▸ Goal
Identify every line in the listing below that contains the string "Class", and copy each of those lines in full.

▸ Data to use
★ ★ ★ ★ ★ ★ ★

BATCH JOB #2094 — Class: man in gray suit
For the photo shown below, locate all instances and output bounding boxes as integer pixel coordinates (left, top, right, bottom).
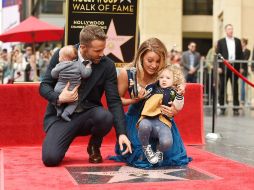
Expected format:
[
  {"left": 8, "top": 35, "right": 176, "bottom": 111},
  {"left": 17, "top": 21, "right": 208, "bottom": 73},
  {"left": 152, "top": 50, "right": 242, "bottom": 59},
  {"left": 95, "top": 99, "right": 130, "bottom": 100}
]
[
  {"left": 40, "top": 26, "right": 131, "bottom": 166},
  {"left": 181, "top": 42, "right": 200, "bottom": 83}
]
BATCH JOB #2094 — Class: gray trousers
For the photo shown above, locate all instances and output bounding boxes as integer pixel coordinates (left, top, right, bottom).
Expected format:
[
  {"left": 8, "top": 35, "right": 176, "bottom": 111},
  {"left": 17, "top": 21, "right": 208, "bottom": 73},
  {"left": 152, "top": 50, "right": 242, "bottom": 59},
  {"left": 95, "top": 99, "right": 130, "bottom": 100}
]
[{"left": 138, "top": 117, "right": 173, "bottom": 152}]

★ ★ ★ ★ ★ ★ ★

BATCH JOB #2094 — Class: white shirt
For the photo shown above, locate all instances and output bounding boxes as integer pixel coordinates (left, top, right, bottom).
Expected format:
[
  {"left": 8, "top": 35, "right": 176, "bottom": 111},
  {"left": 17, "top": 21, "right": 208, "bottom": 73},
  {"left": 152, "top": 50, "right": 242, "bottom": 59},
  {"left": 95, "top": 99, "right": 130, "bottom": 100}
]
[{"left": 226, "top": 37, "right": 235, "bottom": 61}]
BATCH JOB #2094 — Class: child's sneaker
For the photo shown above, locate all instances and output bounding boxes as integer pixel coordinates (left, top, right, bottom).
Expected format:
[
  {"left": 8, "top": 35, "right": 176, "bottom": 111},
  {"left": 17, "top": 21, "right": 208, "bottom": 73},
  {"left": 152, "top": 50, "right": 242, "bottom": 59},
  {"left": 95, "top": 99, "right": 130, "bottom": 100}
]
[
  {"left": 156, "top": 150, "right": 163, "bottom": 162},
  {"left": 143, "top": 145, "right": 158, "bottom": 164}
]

★ ★ ★ ★ ★ ★ ★

▸ Result of this task
BATCH JOB #2094 — Class: man in gray suit
BATCH JOB #2094 — Class: gray trousers
BATCH JOB #2094 — Class: white shirt
BATCH JOB #2094 — Class: child's sneaker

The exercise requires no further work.